** begin DATA SHOWN **
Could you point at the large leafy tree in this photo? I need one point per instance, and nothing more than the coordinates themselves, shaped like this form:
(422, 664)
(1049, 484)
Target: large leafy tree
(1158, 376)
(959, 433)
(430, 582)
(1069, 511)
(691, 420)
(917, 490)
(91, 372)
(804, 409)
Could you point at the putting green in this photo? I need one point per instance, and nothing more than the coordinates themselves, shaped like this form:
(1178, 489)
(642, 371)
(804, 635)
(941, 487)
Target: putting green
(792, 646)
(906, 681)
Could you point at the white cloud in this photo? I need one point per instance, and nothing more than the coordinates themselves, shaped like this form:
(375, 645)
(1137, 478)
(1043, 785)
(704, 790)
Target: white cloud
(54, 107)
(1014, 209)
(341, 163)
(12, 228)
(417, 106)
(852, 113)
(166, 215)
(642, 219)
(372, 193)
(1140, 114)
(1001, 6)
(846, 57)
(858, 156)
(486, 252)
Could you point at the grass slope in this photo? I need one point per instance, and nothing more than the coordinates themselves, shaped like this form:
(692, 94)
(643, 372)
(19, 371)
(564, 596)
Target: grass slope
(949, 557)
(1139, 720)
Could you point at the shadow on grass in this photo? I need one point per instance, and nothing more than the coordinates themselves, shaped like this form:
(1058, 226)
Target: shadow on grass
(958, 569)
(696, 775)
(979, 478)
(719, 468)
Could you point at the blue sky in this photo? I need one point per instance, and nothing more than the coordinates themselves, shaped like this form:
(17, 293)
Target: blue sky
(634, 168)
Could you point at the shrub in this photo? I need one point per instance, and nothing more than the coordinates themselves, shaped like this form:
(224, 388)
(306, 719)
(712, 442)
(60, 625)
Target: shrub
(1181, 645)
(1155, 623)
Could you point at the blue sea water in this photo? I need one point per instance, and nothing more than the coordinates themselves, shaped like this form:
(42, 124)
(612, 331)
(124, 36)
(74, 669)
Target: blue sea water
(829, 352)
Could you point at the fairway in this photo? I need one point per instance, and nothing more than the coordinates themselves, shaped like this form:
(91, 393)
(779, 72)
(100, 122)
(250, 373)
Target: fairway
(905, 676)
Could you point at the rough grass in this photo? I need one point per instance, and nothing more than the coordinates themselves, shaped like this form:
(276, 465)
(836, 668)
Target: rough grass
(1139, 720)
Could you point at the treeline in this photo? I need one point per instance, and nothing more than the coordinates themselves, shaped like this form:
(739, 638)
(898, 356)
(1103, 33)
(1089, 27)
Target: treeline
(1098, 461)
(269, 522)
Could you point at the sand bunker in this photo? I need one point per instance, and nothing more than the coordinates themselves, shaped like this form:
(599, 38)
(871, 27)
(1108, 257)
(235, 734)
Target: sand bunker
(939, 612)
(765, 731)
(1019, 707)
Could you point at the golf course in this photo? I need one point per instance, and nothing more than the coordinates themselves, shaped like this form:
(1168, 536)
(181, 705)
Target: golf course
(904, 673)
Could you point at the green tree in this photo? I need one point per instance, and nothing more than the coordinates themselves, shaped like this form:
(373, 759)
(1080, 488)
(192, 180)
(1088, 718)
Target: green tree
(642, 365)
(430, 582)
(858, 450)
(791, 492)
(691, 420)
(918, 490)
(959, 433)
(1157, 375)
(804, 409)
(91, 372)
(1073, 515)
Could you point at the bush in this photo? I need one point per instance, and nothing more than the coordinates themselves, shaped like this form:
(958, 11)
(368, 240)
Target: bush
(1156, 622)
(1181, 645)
** end DATA SHOWN **
EXERCISE DIRECTIONS
Please rewrite the records above, substituting "Label" for every "Target" and leaving everything else unchanged.

ANSWER TO THIS PROBLEM
Could you point at the large leafy tree in this photo? I need one point per instance, and nothing more than the coordinates themselves, shaped like this form:
(422, 664)
(1049, 484)
Label: large leafy tree
(1158, 376)
(959, 433)
(430, 582)
(1069, 511)
(691, 420)
(917, 490)
(91, 372)
(804, 409)
Could you point at the putting green in this photo? I need one point per instance, and nothing more than the coordinates themselves, shaped like this form:
(1178, 489)
(642, 371)
(804, 635)
(941, 487)
Label: putting green
(792, 646)
(906, 681)
Could you point at the white cloud in this photo? I need one point per instance, and nothing more than the coordinates themselves, shaped like this form:
(375, 645)
(1137, 478)
(1043, 785)
(704, 790)
Label: white cloud
(54, 107)
(1014, 209)
(341, 163)
(12, 228)
(417, 106)
(852, 113)
(166, 215)
(642, 219)
(372, 193)
(1140, 114)
(1001, 6)
(846, 57)
(858, 156)
(486, 252)
Could you point at the grass slope in this photo? I need one point per instance, and nothing more than the coordinates themselves, shaped like this form:
(692, 94)
(643, 372)
(19, 371)
(564, 596)
Label: grass slope
(949, 557)
(1139, 720)
Could you point at the shadow on grass in this photo? I need one point per instance, and nothing more than the coordinates themselves, shaped like this form:
(1058, 226)
Label: shadow on grass
(958, 569)
(696, 775)
(979, 478)
(719, 468)
Could you point at the blue sky in this photo? I need one point per instance, and nothing more than the coordinates themselves, shaped like this form:
(17, 293)
Label: blue sky
(634, 168)
Could you point at the shrub in this photo? I need one point per instance, and nothing more than the coordinates themselves, shaped like this form:
(224, 388)
(306, 719)
(712, 442)
(60, 625)
Label: shrub
(1181, 645)
(1155, 623)
Could you point at the blue sea water in this photo? I need one point per instance, and nothing more than the coordinates themselves, shaped like this form:
(42, 124)
(612, 331)
(124, 36)
(74, 669)
Label: blue sea water
(829, 352)
Could you point at the fairway in this photo? I need one point per instance, and nothing more than the coordinates themselves, shaped like this form:
(91, 393)
(779, 72)
(100, 122)
(250, 373)
Label: fairway
(905, 676)
Could you point at the rough grass in this photo? I need one point per instance, and nothing more than the coordinates themselves, shaped like this form:
(276, 465)
(836, 668)
Label: rough grass
(1139, 720)
Could you point at the treeline in this photo? I need one point per instance, and nothing more than the coordinates themselves, shaped like this form:
(739, 638)
(898, 356)
(1103, 33)
(1089, 27)
Label: treeline
(1098, 461)
(269, 522)
Could you point at the sand bunker in this photo? I need one point per instance, and nothing more than the coordinates themselves, shaped like this form:
(599, 38)
(871, 27)
(1108, 257)
(235, 734)
Label: sand bunker
(939, 612)
(765, 731)
(1019, 707)
Could you point at the golf course in this photo? I need one point per instance, and nothing more than the coordinates themselves, shaped like this form:
(1168, 536)
(181, 705)
Label: golf course
(904, 673)
Could you point at the green tree in this photo? I need one point per instance, and nothing more than the coordinates themselves, shaped like this form:
(373, 759)
(1080, 488)
(192, 180)
(1088, 718)
Label: green tree
(642, 365)
(430, 582)
(858, 450)
(791, 492)
(691, 420)
(918, 490)
(959, 433)
(1157, 375)
(804, 409)
(91, 372)
(1073, 515)
Could you point at the bush in this photo? I need one point per instance, and nothing more than the coordinates themselves, shaped like this form:
(958, 11)
(368, 240)
Label: bush
(1156, 622)
(1181, 645)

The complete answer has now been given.